#### [Source document]
And if more, then more what? Pain, that's what Mel must have thought, driving up here, stopping at every wildflower patch on the ugly flat north-south freeway, taking two days for a seven-hour trip. Hell, oh, hell.
So we'll talk about Berkeley. Do I know a lot of people here? he inquires neutrally. The town is pretty, he suggests. Land mines, even these innocent forays. It's too early for him to ask, these friends, are they good friends, were you happy with them; was it OK for you here until just before the end?
Pause. Turn a corner. "So, hey," he says, "you're looking really good."
I've chosen the restaurant because of nostalgic association. Maisie's specializes in crab-cakes and flaunts a carefully vulgarian motto, MAISIE'S HAS CRABS. During our three years of marriage we lived in Baltimore and in Washington. And Baltimore is famous for its crab-cakes. We heard a lot about crab-cakes; not that we ate them much ourselves, we were too poor for that, but we knew all about them.
We settle down at the restaurant's best table, secluded in a nook with a view of a terrace. "Tell me about your magazine," I say. While I've spent my life teaching and writing, Mel has been publishing his magazine, a trade journal.
He shrugs. "I started it in my backyard garage; it supported my family. I had to be my own boss; I was blacklisted, y'know?"
Yes, I know. We're silent for a minute, remembering. I think at him, "You never got arrested nor summoned before the House Un-American Activities Committee. And neither did I. I remembered you during that time, Mel. I wrote poems about the two of us. I even put you in my novel."
"I want to talk about Mikey," Mel says.
Mikey. He used to call him that. How strange. Mikey, Diana and Mel, the trio. Yes, I, too, want to talk about Mikey, our son, so sweet and gentle, with too many talents.
I ask for stories about the rest of Mel's family. He has a beautiful daughter, he says, she's a reformer; a nice son, also a reformer. "Those genes get passed on, maybe, huh?" He looks pleased. I talk about my youngest, Andrew, a writer, a reformer, a newspaperman.
I'm feeling something I can't express, that as we talk about the children they begin to seem real; they're us and verge on being joint property.

#### [Given entries]
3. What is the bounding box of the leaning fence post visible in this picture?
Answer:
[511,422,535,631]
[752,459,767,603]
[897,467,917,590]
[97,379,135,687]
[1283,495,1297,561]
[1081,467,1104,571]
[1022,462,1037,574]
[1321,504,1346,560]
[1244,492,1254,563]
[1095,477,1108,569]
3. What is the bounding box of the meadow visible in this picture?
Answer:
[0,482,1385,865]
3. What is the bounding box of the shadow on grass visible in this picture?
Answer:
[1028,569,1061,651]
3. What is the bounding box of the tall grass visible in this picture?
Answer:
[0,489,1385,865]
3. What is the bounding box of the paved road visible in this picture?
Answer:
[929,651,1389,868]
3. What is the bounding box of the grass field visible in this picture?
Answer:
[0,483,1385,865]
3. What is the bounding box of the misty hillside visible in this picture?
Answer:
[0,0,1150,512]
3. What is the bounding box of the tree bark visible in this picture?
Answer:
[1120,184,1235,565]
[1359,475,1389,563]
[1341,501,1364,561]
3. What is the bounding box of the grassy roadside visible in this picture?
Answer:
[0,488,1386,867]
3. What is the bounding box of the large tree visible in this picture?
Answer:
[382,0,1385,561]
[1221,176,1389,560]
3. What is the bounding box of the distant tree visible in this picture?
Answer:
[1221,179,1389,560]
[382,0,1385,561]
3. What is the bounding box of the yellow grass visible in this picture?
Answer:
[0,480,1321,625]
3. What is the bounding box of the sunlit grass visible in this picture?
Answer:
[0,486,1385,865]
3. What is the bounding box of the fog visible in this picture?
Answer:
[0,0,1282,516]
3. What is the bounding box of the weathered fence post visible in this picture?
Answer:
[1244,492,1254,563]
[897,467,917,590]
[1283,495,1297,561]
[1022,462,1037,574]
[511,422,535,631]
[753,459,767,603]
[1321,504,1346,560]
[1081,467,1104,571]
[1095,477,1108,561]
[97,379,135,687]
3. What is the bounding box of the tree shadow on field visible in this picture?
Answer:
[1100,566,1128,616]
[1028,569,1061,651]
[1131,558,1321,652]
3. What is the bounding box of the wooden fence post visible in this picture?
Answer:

#### [Exercise brief]
Swap "beautiful" for "lovely" and write out the restaurant passage between "I ask for stories" and "reformer, a newspaperman.", inclusive. The data above are separate material, unconnected to the text.

#### [Response box]
I ask for stories about the rest of Mel's family. He has a lovely daughter, he says, she's a reformer; a nice son, also a reformer. "Those genes get passed on, maybe, huh?" He looks pleased. I talk about my youngest, Andrew, a writer, a reformer, a newspaperman.